_EXERCISE:_
Give back exactly the lines from the one containing "Where can the blue" through the end of the records, including both, and no others.

::: THE INPUT

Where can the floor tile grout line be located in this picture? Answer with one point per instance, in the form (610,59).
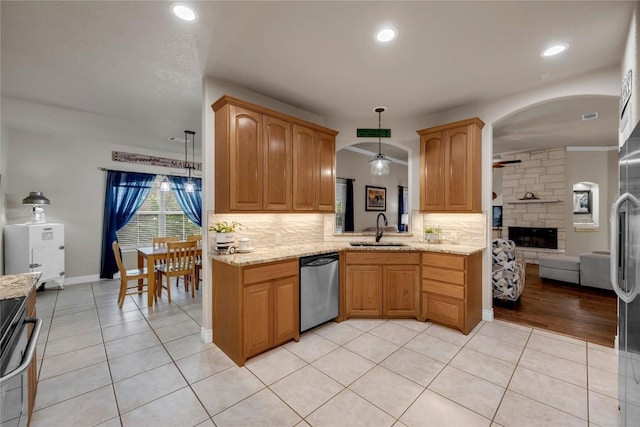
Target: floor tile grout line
(506,387)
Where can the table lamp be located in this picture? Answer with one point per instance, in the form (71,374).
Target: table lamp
(35,199)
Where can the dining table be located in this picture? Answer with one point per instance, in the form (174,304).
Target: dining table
(150,255)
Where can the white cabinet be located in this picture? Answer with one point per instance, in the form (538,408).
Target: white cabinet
(35,248)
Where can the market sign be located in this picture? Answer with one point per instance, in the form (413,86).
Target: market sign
(373,133)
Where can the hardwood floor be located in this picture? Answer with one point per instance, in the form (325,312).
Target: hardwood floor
(586,313)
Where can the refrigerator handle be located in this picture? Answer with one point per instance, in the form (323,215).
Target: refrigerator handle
(627,297)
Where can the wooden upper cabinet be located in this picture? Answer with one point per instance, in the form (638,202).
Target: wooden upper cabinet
(450,167)
(277,158)
(305,169)
(245,180)
(326,171)
(432,172)
(267,161)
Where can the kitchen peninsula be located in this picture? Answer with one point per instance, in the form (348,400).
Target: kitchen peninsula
(266,162)
(256,295)
(18,306)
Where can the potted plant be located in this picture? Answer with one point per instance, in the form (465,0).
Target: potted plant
(433,234)
(225,233)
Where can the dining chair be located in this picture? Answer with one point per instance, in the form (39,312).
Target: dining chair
(161,243)
(180,262)
(129,275)
(198,275)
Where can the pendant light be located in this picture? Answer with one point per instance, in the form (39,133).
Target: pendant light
(379,165)
(165,185)
(190,186)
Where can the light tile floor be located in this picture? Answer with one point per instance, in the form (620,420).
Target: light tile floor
(104,366)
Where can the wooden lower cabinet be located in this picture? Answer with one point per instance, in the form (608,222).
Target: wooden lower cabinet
(255,308)
(382,284)
(452,289)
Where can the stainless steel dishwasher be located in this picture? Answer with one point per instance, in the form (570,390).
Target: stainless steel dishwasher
(319,303)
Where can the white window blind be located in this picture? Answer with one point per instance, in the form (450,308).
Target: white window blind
(159,215)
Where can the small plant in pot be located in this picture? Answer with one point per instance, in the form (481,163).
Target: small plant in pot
(225,233)
(433,234)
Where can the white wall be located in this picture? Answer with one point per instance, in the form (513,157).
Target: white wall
(630,61)
(64,167)
(354,165)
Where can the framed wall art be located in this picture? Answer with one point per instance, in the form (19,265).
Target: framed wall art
(376,198)
(582,202)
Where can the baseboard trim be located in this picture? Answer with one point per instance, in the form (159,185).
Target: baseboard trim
(206,335)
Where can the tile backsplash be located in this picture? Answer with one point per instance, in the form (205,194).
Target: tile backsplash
(269,230)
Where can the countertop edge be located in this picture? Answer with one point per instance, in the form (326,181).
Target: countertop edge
(17,285)
(283,253)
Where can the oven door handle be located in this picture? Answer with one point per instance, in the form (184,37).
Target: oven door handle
(31,349)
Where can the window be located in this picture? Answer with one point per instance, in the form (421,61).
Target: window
(341,201)
(159,215)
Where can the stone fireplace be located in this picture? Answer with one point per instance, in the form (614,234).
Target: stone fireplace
(534,237)
(541,173)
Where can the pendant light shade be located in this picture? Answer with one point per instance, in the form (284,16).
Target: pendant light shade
(379,165)
(35,198)
(190,186)
(165,185)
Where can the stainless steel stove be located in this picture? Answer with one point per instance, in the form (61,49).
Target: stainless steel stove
(17,349)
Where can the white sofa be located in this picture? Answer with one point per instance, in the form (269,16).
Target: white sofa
(594,270)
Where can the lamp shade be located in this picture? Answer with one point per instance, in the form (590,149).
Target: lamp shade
(35,198)
(379,165)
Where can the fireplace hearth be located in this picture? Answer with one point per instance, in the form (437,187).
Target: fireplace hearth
(534,237)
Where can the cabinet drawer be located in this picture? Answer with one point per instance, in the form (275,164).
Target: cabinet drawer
(446,289)
(443,310)
(380,258)
(456,262)
(441,275)
(270,272)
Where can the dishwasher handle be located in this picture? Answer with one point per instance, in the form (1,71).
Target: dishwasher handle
(318,261)
(29,352)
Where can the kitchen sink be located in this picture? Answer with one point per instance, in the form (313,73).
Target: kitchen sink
(376,244)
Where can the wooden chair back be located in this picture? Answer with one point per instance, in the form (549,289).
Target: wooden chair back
(181,257)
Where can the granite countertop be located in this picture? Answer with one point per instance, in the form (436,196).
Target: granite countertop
(17,285)
(281,253)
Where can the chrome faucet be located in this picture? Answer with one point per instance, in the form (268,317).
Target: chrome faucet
(378,230)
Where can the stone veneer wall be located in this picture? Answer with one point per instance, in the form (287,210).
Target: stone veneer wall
(543,174)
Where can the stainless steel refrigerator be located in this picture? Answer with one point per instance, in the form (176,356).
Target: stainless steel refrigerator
(625,277)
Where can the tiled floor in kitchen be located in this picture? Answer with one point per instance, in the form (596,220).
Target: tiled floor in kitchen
(139,367)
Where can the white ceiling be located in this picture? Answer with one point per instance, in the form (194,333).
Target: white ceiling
(133,64)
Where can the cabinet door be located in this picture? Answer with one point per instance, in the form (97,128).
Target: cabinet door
(444,310)
(459,184)
(432,170)
(286,306)
(364,290)
(401,292)
(304,169)
(326,146)
(277,164)
(245,160)
(258,318)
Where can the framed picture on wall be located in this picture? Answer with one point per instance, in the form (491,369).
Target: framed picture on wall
(376,198)
(582,202)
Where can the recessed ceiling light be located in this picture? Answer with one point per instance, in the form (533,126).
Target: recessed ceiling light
(554,50)
(184,12)
(386,34)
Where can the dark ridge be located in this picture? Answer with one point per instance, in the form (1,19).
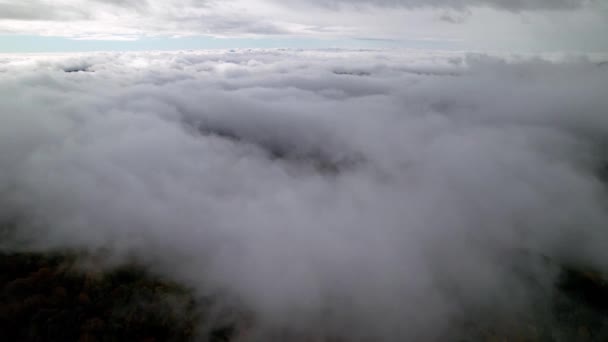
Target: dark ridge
(43,297)
(317,158)
(352,73)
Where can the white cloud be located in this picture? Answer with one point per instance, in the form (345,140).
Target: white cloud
(480,24)
(379,191)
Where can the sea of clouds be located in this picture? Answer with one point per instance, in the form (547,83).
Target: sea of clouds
(373,195)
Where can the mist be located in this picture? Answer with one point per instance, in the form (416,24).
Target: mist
(364,195)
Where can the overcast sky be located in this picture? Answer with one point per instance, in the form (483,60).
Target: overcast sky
(514,25)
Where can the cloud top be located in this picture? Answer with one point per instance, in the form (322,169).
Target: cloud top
(386,192)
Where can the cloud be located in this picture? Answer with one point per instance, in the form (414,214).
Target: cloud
(511,5)
(369,194)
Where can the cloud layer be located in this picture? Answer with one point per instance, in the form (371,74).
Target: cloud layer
(475,24)
(369,195)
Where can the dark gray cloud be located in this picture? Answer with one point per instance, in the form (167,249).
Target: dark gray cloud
(385,192)
(511,5)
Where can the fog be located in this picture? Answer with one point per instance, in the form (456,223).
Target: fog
(370,195)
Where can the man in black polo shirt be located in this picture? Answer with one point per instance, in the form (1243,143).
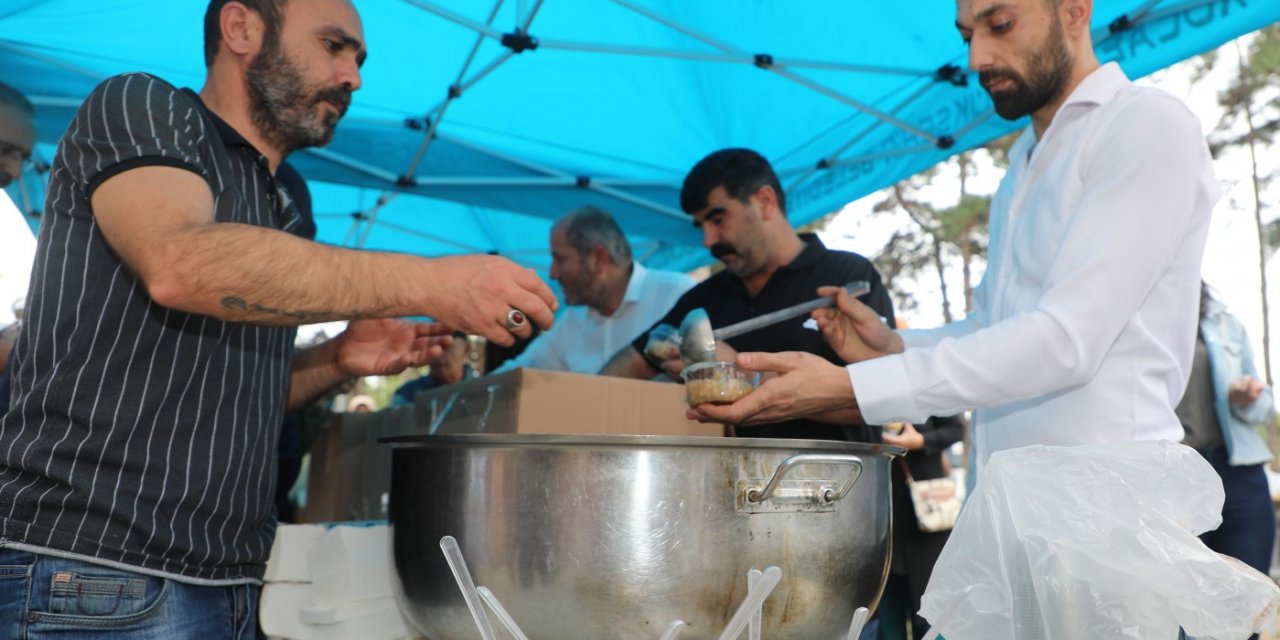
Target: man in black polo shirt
(156,362)
(736,200)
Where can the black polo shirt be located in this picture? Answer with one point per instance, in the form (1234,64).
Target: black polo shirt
(144,435)
(727,301)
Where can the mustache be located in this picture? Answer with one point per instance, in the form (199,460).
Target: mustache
(721,250)
(339,96)
(987,77)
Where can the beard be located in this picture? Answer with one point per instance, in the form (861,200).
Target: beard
(1047,71)
(284,109)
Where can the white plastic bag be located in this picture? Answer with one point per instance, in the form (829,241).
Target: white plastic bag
(1098,542)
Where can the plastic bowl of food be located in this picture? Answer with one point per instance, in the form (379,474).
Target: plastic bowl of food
(717,383)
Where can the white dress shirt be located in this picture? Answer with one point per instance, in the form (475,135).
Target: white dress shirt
(1084,324)
(583,339)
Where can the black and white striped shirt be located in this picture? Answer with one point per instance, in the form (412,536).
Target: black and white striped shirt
(142,435)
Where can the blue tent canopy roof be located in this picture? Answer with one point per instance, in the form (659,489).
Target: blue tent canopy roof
(617,100)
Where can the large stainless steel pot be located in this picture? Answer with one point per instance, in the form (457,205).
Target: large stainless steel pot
(617,536)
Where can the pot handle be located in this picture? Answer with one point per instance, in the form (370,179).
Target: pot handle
(828,496)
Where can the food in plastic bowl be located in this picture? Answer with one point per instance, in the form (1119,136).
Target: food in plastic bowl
(718,383)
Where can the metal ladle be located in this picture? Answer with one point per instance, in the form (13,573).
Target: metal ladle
(698,338)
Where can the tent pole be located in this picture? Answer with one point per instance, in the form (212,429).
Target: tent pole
(608,191)
(785,73)
(489,232)
(410,231)
(835,155)
(460,19)
(50,60)
(455,92)
(383,200)
(350,163)
(1147,14)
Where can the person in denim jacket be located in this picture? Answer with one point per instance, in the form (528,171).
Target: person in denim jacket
(1223,403)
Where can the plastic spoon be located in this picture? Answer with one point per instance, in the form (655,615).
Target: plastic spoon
(753,583)
(754,600)
(673,630)
(507,621)
(855,629)
(453,556)
(698,339)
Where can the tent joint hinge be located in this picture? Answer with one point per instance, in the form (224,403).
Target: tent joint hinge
(519,41)
(1121,23)
(951,73)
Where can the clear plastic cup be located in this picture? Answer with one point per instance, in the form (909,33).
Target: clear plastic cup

::::::

_TASK OUTPUT:_
Where can the blue tent canopy roof be located in this picture? Answer with one point per instance, in the form (659,489).
Target: blue tent canopy roof
(617,100)
Where can the large stainless steel pot be located in this picture? Answer with one point per instance, in the form (457,205).
Target: large stainless steel pot
(617,536)
Where can the pot handle be located in this picture? Answer with one point per instance, in the form (370,179).
Target: pot handle
(828,496)
Where can the food in plastic bowl be located in this picture? Answer with one point per instance, in the form (1119,136).
Target: food in plastic bowl
(718,383)
Where can the metal ladle be located in this picture? Answer with one point per instance, in the form (13,573).
Target: metal ladle
(698,338)
Where can the tent pole be located in this picture? Answer with one point per instance, in the form (212,429).
Target: tent pole
(608,191)
(785,73)
(489,232)
(410,231)
(835,155)
(460,19)
(50,60)
(455,92)
(383,200)
(350,163)
(1147,14)
Where can the person in denim jacket be located in this picture? Answer with one point per instance, in the form (528,171).
Target: person in denim jacket
(1223,403)
Where can the plastic spoon be located in this picture? Answer with one point per instance, in the form (655,615).
Target: plastic spoon
(753,583)
(754,600)
(673,630)
(507,621)
(855,629)
(453,556)
(698,339)
Where can the tent joint hinge be located in this picture? Answer with one point per instance, in the form (224,403).
Target: tent joint hinge
(519,41)
(1121,23)
(951,73)
Where can the clear plastic cup be located in this picture? Answer with one point per instance, in the form (909,33).
Target: clear plastic cup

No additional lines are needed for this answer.